## Exercise instructions
Among the lines below, take the one holding "Each <instance> block", the one holding "positive clicks: (197, 394)", and all lines between them. Set them down exactly.
━━━ Information shown ━━━
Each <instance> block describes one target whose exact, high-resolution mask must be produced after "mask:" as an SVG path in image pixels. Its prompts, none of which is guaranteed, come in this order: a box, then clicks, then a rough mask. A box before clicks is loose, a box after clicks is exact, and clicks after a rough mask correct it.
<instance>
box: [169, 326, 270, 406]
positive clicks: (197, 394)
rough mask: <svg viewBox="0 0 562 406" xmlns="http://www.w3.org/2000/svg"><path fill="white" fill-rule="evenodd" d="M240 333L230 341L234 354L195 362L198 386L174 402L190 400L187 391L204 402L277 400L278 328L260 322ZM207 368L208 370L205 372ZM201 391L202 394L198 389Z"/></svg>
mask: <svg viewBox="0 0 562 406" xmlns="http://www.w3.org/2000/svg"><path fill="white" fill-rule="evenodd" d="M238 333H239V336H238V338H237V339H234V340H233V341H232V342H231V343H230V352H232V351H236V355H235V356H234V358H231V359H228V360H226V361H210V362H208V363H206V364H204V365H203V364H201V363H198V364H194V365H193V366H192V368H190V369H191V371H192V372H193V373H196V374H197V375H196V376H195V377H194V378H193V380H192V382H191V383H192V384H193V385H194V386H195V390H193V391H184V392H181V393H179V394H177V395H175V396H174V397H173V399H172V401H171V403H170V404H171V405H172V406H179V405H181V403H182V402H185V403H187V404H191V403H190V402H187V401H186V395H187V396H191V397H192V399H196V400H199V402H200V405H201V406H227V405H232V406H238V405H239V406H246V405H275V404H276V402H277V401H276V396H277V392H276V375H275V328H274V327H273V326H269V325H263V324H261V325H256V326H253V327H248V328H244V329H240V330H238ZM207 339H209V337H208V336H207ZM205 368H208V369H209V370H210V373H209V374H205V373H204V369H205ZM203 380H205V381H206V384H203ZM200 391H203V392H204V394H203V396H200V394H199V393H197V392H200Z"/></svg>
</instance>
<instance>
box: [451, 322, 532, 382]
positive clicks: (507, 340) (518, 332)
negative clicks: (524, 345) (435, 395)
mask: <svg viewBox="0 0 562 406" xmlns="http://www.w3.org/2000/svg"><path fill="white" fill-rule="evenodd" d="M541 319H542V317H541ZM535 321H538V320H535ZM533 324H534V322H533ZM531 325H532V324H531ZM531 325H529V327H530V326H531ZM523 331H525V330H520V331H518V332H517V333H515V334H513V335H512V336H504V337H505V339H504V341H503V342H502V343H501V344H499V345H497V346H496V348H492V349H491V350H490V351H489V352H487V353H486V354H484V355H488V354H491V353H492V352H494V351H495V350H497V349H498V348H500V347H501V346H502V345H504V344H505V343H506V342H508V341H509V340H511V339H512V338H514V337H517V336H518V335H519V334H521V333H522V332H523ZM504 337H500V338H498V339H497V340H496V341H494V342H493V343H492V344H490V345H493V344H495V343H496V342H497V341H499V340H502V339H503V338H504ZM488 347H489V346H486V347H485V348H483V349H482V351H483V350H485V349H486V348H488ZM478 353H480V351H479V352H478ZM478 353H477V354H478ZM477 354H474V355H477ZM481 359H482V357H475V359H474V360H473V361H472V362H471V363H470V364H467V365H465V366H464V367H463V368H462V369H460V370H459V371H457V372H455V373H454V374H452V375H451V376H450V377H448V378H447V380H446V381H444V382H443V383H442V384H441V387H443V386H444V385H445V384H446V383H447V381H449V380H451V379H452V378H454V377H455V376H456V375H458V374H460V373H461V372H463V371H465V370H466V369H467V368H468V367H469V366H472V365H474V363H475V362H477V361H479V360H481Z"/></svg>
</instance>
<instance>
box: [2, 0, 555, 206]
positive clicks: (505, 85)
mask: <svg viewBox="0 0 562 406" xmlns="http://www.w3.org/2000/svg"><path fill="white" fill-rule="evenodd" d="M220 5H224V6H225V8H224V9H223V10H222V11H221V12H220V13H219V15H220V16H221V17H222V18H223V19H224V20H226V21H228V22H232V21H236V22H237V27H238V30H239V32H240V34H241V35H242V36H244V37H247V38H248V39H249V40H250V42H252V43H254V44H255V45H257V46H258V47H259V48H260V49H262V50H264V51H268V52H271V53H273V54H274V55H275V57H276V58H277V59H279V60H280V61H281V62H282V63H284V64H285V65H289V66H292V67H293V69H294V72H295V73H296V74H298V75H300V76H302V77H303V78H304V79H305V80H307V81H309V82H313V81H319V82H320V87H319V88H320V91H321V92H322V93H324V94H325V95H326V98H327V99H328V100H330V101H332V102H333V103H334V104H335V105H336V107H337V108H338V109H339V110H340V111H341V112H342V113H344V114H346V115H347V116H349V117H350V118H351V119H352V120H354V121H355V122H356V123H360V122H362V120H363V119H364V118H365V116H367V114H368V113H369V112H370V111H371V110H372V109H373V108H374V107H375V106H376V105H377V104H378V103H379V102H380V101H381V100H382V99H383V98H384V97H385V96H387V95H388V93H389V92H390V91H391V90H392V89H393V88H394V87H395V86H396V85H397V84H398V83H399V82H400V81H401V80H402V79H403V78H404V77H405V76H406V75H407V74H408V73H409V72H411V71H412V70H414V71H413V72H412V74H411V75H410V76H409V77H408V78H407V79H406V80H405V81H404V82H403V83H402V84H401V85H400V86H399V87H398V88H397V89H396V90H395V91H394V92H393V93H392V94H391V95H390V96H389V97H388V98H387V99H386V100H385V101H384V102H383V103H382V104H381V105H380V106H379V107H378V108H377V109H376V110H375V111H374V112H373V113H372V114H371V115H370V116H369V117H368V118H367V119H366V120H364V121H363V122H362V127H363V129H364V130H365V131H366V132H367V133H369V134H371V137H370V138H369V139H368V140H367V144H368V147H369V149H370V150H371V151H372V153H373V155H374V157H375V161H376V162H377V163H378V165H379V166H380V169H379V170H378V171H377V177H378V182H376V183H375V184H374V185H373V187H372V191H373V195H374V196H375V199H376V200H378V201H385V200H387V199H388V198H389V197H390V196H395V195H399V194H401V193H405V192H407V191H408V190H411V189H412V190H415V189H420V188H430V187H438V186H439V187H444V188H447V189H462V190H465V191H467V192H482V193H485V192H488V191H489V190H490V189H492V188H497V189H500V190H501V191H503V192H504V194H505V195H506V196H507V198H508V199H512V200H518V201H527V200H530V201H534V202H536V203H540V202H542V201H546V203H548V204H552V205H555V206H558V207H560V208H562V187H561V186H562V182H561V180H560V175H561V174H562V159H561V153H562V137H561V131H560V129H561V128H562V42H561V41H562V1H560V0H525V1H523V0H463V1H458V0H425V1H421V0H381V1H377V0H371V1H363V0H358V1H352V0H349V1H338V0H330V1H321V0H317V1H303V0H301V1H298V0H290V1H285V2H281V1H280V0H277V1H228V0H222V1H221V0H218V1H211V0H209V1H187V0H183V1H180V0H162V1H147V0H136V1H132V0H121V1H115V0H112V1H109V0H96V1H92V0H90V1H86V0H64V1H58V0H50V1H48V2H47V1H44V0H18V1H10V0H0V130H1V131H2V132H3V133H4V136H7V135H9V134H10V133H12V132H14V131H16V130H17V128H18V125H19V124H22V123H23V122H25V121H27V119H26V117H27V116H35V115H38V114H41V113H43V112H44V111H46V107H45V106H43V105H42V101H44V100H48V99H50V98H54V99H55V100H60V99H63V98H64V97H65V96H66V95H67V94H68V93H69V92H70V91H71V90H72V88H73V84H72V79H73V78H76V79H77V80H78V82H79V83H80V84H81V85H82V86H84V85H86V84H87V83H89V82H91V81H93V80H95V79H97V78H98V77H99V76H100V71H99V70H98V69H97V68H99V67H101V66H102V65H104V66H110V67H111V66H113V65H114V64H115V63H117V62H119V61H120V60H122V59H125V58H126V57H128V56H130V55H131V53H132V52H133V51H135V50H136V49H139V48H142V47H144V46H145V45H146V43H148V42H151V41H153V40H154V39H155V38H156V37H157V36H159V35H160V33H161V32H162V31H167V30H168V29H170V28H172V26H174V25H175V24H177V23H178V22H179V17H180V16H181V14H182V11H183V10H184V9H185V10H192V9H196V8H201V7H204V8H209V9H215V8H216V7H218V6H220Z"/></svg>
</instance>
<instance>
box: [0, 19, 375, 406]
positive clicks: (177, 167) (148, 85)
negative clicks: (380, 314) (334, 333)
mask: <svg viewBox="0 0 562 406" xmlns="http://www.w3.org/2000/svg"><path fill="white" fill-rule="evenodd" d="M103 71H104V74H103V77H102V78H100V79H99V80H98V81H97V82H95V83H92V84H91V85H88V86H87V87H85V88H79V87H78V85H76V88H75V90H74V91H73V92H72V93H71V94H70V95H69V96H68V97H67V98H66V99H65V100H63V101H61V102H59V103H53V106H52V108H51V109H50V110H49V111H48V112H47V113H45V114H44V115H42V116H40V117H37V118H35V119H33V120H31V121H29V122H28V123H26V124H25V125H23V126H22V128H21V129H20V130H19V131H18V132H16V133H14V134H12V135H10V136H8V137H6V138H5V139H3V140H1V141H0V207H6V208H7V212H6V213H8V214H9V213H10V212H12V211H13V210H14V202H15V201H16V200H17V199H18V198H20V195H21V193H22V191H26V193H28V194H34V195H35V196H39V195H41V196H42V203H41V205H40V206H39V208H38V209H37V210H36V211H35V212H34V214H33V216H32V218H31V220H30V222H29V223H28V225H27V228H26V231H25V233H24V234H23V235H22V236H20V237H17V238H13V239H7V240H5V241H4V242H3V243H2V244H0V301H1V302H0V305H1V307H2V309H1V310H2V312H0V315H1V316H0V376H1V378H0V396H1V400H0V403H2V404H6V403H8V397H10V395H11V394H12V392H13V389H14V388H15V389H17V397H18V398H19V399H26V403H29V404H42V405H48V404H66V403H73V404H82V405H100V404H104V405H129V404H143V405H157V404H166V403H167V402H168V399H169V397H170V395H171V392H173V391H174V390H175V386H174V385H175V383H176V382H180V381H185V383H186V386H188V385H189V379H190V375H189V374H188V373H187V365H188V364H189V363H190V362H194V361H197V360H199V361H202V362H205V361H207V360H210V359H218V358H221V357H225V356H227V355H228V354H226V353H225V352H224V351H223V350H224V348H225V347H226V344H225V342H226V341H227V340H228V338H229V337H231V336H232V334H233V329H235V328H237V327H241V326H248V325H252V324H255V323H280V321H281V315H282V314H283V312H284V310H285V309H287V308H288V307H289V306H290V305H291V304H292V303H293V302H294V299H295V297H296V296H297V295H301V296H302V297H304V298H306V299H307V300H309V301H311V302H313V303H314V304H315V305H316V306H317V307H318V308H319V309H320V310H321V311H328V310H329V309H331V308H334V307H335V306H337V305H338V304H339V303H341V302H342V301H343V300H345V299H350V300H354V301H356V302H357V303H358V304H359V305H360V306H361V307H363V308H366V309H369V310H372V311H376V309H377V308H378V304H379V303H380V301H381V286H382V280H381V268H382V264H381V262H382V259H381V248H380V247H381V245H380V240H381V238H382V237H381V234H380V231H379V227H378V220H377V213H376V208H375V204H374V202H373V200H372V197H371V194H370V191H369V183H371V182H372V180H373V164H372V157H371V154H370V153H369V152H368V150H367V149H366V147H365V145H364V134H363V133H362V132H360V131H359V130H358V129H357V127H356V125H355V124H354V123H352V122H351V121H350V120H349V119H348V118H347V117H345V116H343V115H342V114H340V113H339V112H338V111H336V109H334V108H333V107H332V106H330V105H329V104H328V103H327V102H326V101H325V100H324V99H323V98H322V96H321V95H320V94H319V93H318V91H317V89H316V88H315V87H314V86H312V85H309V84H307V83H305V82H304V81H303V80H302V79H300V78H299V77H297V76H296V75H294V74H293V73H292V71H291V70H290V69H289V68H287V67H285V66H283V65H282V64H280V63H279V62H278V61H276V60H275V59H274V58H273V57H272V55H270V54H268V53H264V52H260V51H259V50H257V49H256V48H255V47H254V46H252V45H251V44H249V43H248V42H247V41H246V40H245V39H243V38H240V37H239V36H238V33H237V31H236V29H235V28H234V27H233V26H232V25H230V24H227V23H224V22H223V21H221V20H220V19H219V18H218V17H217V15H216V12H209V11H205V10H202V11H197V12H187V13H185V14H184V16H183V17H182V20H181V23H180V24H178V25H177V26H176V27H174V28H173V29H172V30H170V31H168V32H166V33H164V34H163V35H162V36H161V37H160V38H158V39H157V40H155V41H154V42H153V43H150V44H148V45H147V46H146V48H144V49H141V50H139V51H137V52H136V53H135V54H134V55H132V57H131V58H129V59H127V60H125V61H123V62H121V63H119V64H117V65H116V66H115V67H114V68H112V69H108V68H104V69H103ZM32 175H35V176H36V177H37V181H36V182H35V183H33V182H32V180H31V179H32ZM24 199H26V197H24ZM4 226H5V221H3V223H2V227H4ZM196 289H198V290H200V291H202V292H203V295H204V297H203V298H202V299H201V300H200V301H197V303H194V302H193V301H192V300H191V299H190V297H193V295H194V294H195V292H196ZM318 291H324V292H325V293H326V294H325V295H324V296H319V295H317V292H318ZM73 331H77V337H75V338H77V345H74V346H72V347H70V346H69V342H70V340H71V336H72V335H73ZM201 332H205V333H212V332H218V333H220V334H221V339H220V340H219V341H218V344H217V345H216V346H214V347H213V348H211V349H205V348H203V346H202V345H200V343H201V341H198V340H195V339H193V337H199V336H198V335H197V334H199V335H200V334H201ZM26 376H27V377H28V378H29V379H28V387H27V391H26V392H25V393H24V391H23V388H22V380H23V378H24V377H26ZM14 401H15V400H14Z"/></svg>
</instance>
━━━
━━━ Information shown ━━━
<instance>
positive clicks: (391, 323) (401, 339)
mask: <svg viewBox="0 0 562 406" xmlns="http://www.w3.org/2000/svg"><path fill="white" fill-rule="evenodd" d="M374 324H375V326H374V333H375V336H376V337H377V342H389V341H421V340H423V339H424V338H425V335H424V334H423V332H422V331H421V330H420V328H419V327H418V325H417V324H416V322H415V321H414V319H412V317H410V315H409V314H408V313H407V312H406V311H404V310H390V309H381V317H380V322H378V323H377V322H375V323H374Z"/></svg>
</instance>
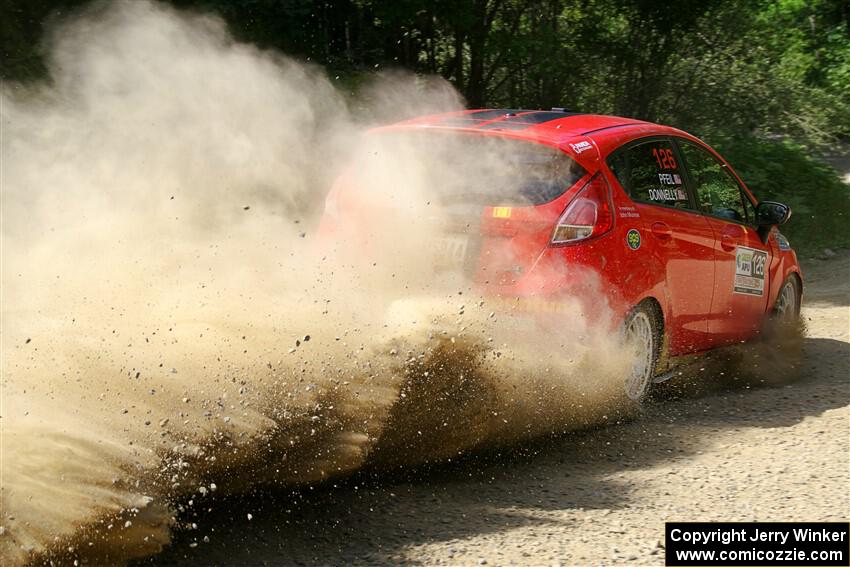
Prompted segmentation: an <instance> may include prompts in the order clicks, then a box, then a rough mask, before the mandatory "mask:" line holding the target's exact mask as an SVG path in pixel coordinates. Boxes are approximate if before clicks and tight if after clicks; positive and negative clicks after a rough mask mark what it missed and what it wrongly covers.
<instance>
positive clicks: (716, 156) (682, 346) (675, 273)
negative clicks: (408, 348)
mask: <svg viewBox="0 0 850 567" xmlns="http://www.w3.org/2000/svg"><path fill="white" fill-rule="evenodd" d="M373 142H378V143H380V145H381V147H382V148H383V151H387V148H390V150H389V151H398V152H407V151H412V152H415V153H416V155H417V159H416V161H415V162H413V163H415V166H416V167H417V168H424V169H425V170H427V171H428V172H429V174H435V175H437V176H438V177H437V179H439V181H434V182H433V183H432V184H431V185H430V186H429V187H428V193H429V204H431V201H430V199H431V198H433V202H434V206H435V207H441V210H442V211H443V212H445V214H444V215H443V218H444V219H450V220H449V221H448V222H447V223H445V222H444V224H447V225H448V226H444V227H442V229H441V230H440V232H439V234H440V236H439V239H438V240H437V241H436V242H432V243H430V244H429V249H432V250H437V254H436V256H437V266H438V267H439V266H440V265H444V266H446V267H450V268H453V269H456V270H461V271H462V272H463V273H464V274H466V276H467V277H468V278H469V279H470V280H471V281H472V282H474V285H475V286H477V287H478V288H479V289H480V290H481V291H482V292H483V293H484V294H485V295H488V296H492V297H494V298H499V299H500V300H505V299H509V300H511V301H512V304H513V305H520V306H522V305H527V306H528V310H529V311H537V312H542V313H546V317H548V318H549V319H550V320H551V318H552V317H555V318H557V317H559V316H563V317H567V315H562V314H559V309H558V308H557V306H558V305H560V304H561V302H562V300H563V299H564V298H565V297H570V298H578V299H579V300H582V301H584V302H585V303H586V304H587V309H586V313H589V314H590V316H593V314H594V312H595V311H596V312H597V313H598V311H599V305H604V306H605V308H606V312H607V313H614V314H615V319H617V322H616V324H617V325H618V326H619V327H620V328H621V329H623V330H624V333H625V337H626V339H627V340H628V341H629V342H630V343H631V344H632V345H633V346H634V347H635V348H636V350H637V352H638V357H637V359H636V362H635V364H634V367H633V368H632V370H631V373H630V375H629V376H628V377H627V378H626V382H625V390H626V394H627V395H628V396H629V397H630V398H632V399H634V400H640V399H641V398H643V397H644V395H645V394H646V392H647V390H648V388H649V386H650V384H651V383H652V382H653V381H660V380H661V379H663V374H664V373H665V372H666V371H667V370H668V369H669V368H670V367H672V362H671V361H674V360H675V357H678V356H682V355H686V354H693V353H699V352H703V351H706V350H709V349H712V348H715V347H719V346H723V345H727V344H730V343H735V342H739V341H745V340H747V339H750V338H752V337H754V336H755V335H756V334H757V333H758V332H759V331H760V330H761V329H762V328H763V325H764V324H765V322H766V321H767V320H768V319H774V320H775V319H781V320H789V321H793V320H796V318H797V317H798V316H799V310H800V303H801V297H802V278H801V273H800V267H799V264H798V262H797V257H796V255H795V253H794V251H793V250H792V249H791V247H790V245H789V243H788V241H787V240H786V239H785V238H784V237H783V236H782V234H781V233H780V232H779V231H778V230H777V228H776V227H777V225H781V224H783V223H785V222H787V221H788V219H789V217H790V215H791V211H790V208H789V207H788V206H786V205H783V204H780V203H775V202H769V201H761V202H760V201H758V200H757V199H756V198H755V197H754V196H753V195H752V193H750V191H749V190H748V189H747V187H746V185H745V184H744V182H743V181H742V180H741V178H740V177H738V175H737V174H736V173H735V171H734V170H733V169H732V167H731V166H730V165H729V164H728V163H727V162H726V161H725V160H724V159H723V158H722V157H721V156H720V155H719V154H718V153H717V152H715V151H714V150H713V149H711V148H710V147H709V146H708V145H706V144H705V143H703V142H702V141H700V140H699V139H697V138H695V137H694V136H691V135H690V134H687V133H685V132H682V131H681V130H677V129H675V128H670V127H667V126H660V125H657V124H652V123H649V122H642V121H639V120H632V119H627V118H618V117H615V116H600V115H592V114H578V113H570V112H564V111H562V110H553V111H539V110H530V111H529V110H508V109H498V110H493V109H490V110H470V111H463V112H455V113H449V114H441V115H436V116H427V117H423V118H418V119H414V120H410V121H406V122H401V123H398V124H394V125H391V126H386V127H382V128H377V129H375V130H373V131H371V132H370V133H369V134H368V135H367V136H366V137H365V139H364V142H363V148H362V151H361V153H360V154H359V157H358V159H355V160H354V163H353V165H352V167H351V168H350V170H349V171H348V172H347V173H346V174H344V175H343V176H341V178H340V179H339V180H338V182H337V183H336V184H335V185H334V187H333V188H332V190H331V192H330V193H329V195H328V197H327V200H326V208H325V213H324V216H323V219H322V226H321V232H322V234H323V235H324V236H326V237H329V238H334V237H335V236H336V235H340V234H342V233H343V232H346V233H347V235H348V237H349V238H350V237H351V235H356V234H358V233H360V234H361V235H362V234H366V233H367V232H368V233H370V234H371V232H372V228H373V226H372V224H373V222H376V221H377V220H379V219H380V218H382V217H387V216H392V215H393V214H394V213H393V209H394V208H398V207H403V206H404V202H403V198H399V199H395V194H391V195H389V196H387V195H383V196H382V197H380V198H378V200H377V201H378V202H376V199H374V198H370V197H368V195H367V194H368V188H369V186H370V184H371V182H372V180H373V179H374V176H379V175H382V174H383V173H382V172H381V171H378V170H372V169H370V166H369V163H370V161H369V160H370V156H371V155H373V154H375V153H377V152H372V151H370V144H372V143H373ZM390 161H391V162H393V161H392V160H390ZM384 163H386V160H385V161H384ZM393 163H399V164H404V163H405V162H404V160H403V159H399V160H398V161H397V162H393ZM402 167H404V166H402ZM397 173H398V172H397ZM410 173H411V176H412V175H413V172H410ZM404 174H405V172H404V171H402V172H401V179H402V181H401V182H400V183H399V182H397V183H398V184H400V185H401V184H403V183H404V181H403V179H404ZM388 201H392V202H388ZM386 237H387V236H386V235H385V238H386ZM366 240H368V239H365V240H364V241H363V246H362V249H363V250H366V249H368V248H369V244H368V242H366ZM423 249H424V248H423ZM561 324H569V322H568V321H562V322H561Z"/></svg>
━━━
## Answer section
Each <instance> block describes one target whose exact, high-resolution mask must be produced after "mask:" as an SVG path in image pixels. Its prompts, none of which is guaranteed, come in this order: a box, then clicks, then a rough mask. A box before clicks is loose, a box after clicks is exact, and clicks after a rough mask correct it.
<instance>
box: [169, 326, 270, 406]
positive clicks: (197, 394)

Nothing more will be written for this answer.